Задание 1
Переведите на английский предложение из отрывка о Шаляпине: «Шаляпин смотрел в направлении моей ложи, будто спрашивая, что ему делать.»
Задание 2
Допишите продолжение отрывка о Шаляпине и исполнении гимна, начав сразу после его последнего предложения.

Отрывок
'''

Он вошел в дверь «терема» (оставалась декорация третьего акта), и его высокая фигура казалась еще выше наряду с коленопреклоненной толпой.
Увидев хор на коленях, Шаляпин стал пятиться назад, но хористы дверь из терема ему загородили.
Шаляпин смотрел в направлении моей ложи, будто спрашивая, что ему делать.
Я указал ему кивком головы, что он сам видит, что происходит на сцене.




Шаляпин в роли Бориса. 1910-е

Как бы Шаляпин ни поступил - во всяком случае он остался бы виноват. Если он станет на колени - зачем встал? Если не станет - зачем он один остался стоять? Продолжать стоять, когда все опустились на колени, - это было бы объяснено, как демонстрация. Шаляпин опустился на колено.
Стоящие в переднем ряду хористы и хористки со слезами на глазах и очень взволнованные пропели три раза гимн без оркестра.
В это время постепенно стал собираться и оркестр. Прибежал и капельмейстер А. Коутс, подхватил пение хора, который к этому времени стал уже немного понижать, и гимн был повторен еще трижды с оркестром.
Публика, вообще довольная спектаклем, была заинтересована и этой, на вид патриотической, манифестацией.

'''

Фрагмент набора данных
'''

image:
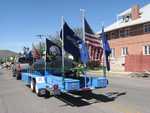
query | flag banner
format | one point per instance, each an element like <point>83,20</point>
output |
<point>52,50</point>
<point>73,44</point>
<point>35,52</point>
<point>93,43</point>
<point>106,48</point>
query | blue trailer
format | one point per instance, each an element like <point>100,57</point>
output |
<point>54,85</point>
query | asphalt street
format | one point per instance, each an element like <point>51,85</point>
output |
<point>124,95</point>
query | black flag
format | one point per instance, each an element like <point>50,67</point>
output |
<point>71,42</point>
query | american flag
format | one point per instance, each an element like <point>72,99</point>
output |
<point>93,43</point>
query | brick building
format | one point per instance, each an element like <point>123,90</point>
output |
<point>129,39</point>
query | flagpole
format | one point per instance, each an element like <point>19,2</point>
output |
<point>104,54</point>
<point>45,55</point>
<point>62,23</point>
<point>83,33</point>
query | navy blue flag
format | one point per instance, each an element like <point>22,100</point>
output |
<point>106,48</point>
<point>52,50</point>
<point>73,44</point>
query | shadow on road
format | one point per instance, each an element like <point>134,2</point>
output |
<point>79,99</point>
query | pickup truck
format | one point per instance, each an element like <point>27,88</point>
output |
<point>22,64</point>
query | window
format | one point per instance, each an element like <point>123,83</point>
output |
<point>124,32</point>
<point>124,51</point>
<point>147,27</point>
<point>146,50</point>
<point>112,53</point>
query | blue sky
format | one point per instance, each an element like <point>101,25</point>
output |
<point>22,20</point>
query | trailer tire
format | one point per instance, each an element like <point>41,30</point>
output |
<point>32,85</point>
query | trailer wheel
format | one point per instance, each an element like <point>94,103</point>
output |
<point>32,85</point>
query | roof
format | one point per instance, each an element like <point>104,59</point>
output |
<point>7,53</point>
<point>144,17</point>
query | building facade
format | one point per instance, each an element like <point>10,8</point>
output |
<point>128,37</point>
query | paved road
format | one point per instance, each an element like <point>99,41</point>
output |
<point>124,95</point>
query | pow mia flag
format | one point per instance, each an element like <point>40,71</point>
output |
<point>52,50</point>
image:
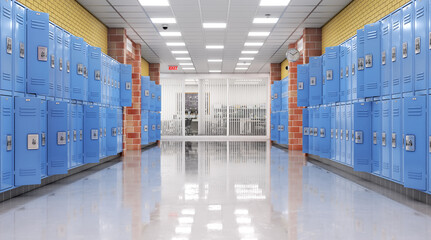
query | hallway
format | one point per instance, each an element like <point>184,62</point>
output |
<point>211,190</point>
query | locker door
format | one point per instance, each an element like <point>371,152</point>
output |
<point>59,62</point>
<point>43,137</point>
<point>57,137</point>
<point>396,51</point>
<point>415,142</point>
<point>305,130</point>
<point>126,85</point>
<point>372,52</point>
<point>37,52</point>
<point>360,63</point>
<point>325,125</point>
<point>421,44</point>
<point>397,141</point>
<point>76,68</point>
<point>94,74</point>
<point>27,148</point>
<point>91,134</point>
<point>315,81</point>
<point>362,147</point>
<point>331,70</point>
<point>386,56</point>
<point>19,46</point>
<point>66,63</point>
<point>7,143</point>
<point>376,139</point>
<point>386,139</point>
<point>6,45</point>
<point>407,47</point>
<point>51,60</point>
<point>303,85</point>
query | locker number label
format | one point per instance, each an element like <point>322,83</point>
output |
<point>61,138</point>
<point>33,141</point>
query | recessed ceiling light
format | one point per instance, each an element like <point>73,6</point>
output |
<point>163,20</point>
<point>170,34</point>
<point>214,46</point>
<point>253,44</point>
<point>180,52</point>
<point>265,20</point>
<point>272,3</point>
<point>150,3</point>
<point>175,44</point>
<point>249,52</point>
<point>214,25</point>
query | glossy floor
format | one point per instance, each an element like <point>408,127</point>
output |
<point>211,190</point>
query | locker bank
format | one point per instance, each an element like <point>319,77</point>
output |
<point>199,119</point>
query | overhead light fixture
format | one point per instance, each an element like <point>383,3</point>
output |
<point>214,46</point>
<point>214,25</point>
<point>253,44</point>
<point>249,52</point>
<point>274,3</point>
<point>265,20</point>
<point>170,34</point>
<point>258,34</point>
<point>163,20</point>
<point>154,3</point>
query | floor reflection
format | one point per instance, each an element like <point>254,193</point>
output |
<point>210,190</point>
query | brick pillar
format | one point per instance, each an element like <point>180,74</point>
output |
<point>155,72</point>
<point>117,40</point>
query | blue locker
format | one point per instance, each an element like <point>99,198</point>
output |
<point>331,68</point>
<point>347,74</point>
<point>126,85</point>
<point>111,125</point>
<point>51,59</point>
<point>283,127</point>
<point>372,52</point>
<point>415,148</point>
<point>315,83</point>
<point>57,137</point>
<point>43,136</point>
<point>77,68</point>
<point>360,35</point>
<point>37,52</point>
<point>6,44</point>
<point>362,126</point>
<point>303,85</point>
<point>305,130</point>
<point>325,138</point>
<point>94,74</point>
<point>91,134</point>
<point>386,56</point>
<point>19,45</point>
<point>396,51</point>
<point>386,139</point>
<point>397,141</point>
<point>66,64</point>
<point>343,79</point>
<point>7,143</point>
<point>144,127</point>
<point>376,126</point>
<point>27,148</point>
<point>421,44</point>
<point>407,47</point>
<point>59,63</point>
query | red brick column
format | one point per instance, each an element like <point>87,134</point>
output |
<point>117,40</point>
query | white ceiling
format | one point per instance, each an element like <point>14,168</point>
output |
<point>238,14</point>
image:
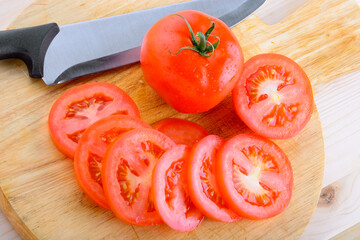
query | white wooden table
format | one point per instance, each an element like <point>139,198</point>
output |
<point>338,212</point>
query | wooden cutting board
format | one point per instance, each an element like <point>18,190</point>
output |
<point>39,193</point>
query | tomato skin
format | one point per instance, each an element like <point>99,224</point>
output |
<point>181,131</point>
<point>281,182</point>
<point>297,94</point>
<point>189,82</point>
<point>92,144</point>
<point>205,150</point>
<point>177,216</point>
<point>129,147</point>
<point>61,126</point>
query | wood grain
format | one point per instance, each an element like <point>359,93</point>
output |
<point>125,71</point>
<point>339,201</point>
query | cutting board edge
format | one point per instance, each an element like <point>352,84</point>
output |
<point>17,223</point>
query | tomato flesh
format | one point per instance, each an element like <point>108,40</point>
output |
<point>172,200</point>
<point>255,176</point>
<point>91,149</point>
<point>273,96</point>
<point>181,131</point>
<point>75,110</point>
<point>127,174</point>
<point>203,188</point>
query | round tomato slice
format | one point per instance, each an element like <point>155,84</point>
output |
<point>181,131</point>
<point>91,149</point>
<point>78,108</point>
<point>172,200</point>
<point>254,176</point>
<point>203,189</point>
<point>127,174</point>
<point>273,96</point>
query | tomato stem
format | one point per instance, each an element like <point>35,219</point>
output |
<point>202,46</point>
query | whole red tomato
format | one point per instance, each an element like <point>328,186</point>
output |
<point>192,60</point>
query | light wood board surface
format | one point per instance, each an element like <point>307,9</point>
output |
<point>315,84</point>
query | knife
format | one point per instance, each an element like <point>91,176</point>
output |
<point>60,54</point>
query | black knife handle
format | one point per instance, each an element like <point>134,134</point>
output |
<point>28,44</point>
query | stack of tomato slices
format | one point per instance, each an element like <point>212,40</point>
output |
<point>173,172</point>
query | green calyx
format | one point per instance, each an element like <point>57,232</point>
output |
<point>201,46</point>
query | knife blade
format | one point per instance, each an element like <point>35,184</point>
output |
<point>88,47</point>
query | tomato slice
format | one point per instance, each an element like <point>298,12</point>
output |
<point>273,96</point>
<point>203,189</point>
<point>91,150</point>
<point>254,176</point>
<point>181,131</point>
<point>78,108</point>
<point>127,174</point>
<point>172,200</point>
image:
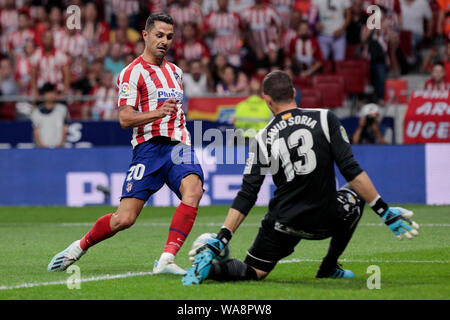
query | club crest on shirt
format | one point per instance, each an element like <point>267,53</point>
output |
<point>129,186</point>
<point>249,163</point>
<point>124,89</point>
<point>344,134</point>
<point>164,94</point>
<point>177,77</point>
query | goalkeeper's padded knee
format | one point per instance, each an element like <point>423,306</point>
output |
<point>232,270</point>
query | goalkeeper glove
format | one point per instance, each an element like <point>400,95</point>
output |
<point>204,256</point>
<point>397,219</point>
<point>215,245</point>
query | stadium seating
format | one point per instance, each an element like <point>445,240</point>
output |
<point>405,42</point>
<point>447,70</point>
<point>331,88</point>
<point>8,111</point>
<point>311,98</point>
<point>397,88</point>
<point>355,74</point>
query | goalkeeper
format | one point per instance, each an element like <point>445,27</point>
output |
<point>299,148</point>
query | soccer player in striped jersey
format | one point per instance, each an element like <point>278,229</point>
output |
<point>150,102</point>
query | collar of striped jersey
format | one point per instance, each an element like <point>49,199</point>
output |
<point>142,61</point>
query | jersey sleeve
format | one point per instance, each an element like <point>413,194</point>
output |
<point>128,87</point>
<point>341,148</point>
<point>256,167</point>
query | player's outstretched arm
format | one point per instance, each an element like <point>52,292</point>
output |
<point>397,219</point>
<point>130,118</point>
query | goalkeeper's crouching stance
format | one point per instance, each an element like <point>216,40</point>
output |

'''

Ответ 1
Chaliapin looked toward my box, as if asking what he should do.

Ответ 2
На самом же деле хор имел приготовленное прошение на высочайшее имя, в котором излагал свои нужды и жаловался на дирекцию все по тому же вопросу о пенсиях. Хор рассчитывал, что после подобной демонстрации государь вышлет к ним кого-нибудь из великих князей или дежурного флигель-адъютанта, чтобы благодарить их за искреннее выражение верноподданнических чувств, а они тут же передадут для вручения государю прошение. Расчет был в том, что после всего происшедшего государю нельзя будет не обратить особого внимания на прошение хора.
Только я и министр двора, в сущности, знали точно, что это за демонстрация и насколько она действительно была «искренна» и «патриотична». Однако министр под общим впечатлением приподнятого настроения и торжественности, внушительности и наружной «удачи» «манифестации» был вполне доволен.
Мое же положение было самое глупое. Я должен был делать вид, что вся эта демонстрация, сделанная хором лично против меня, мне, как и всем, также очень нравится и я вполне ценю и одобряю преданность хора царю, преданность, столь необычно только что выраженную самими хористами.
Еще глупее оказалось мое положение, когда я прошел в царскую ложу, чтобы, как это полагалось, просить разрешения на дальнейшее продолжение спектакля.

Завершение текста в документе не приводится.